[Goal of the exercise]:
Below is some material; transcribe all of it exactly.

=====

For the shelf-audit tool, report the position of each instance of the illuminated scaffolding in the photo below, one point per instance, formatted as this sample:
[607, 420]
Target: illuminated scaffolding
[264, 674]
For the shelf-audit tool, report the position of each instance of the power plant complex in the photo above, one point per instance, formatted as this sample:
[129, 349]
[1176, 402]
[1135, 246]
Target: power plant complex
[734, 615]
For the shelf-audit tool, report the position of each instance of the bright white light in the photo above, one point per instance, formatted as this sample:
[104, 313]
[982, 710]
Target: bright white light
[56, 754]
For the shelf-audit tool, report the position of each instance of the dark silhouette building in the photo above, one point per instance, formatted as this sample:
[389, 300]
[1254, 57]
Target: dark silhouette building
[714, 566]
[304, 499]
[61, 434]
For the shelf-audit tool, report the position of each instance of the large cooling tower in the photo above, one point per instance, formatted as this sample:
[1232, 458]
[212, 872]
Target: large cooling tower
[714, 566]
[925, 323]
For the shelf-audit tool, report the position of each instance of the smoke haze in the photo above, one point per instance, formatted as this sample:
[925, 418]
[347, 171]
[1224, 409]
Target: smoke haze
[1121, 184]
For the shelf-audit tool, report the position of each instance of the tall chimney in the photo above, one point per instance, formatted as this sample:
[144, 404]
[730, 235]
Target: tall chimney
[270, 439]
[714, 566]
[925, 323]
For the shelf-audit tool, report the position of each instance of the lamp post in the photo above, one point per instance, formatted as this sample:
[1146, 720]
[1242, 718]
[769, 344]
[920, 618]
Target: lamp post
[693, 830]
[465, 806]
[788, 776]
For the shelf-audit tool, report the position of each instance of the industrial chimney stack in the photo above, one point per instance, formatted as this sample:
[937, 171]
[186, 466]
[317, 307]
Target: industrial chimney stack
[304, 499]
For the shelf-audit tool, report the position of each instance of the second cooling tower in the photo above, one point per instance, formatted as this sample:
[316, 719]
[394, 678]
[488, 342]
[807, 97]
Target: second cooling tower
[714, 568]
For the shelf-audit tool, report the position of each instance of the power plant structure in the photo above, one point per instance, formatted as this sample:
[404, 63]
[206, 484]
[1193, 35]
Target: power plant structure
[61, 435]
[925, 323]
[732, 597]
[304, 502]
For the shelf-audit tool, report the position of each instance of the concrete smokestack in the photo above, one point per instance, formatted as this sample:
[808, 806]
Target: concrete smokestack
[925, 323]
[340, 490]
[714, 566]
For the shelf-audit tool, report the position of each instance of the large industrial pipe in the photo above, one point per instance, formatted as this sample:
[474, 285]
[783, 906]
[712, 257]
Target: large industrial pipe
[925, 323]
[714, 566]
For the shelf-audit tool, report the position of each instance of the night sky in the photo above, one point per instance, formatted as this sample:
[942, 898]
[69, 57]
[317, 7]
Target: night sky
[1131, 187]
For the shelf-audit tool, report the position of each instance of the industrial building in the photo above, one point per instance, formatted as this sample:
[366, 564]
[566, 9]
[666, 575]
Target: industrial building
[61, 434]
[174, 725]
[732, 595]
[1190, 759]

=====

[The reply]:
For the shelf-audit tool, report the position of each instance of the illuminated scaffolding in the photo below, one point per instance, formatted as this sample:
[607, 420]
Target: illuminated scaffolding
[264, 674]
For the shelf-audit tool, report the position of each instance of the power plant complex in the photo above, one point per instance, formatted as this sample:
[129, 349]
[1176, 402]
[1135, 246]
Target: power plant complex
[734, 615]
For the shelf-audit tool, report the position of each instance of the bright white light in the photo above, one point per instance, formatted as this sample:
[104, 313]
[982, 710]
Target: bright white light
[56, 754]
For the shelf-audit tool, report the position of each instance of the dark silhouette building in the photo above, one point per instance, formatted as this sample:
[389, 300]
[1254, 57]
Target: dark silhouette building
[714, 566]
[304, 499]
[61, 434]
For the shelf-audit tool, report the position of each instance of the large cooling tower in the photo above, one point per instance, formatted as this sample:
[1232, 458]
[212, 872]
Target: large cooling tower
[714, 566]
[925, 323]
For the shelf-audit tool, report the position of each instance of the smoke haze in the photo above, one point per instance, formatted as this sample:
[925, 418]
[347, 171]
[1224, 409]
Target: smoke haze
[1121, 184]
For the shelf-audit tool, report the position of each instance of the tall chimney in the photo above, one point per instance, formatted as this sample:
[144, 404]
[730, 235]
Target: tall chimney
[270, 439]
[714, 566]
[925, 323]
For the shelf-audit tool, report the position of each instance of the lamp post in the photo above, one point per instance, formatted as this sample:
[1146, 720]
[1242, 718]
[769, 344]
[920, 618]
Target: lamp post
[693, 830]
[465, 806]
[788, 776]
For the shelf-audit tool, report the position of each instance of the industrial chimney stack in the photo above, one point per instance, formatted as this sample:
[937, 171]
[186, 466]
[317, 307]
Target: industrial chimney stack
[304, 499]
For the shelf-audit tool, report the position of each instance of the second cooling tower in the photo above, one point per instance, formatted as this sample:
[316, 719]
[394, 678]
[488, 342]
[807, 97]
Target: second cooling tower
[714, 568]
For the shelf-audit tool, report the position of each instance of the power plant structure in the photo above, one point per instance, formatted as this sample:
[404, 63]
[206, 484]
[1193, 35]
Target: power plant structure
[61, 435]
[925, 323]
[732, 597]
[304, 502]
For the shelf-audit tool, report the position of each instance of the concrete smokestack in the photo above, one point per instance, formatted as this sample:
[808, 806]
Target: concrete smokestack
[925, 323]
[340, 490]
[714, 566]
For the shelf-audit tool, report the position of each instance of the large industrial pipe in the photo above, one point per instance, formatted as this sample:
[474, 285]
[783, 906]
[712, 257]
Target: large industrial pipe
[925, 323]
[714, 566]
For the shelf-audit tool, report the position of each instance of the night sky in the photo above, one point per instance, formatted as this sample:
[942, 898]
[69, 57]
[317, 7]
Target: night sky
[1131, 187]
For the shelf-audit tool, report the position of each instance of the industrial building in the photo above, one point per instance, formatted as this sample:
[366, 564]
[566, 9]
[666, 575]
Target: industrial building
[61, 434]
[174, 725]
[732, 595]
[1190, 759]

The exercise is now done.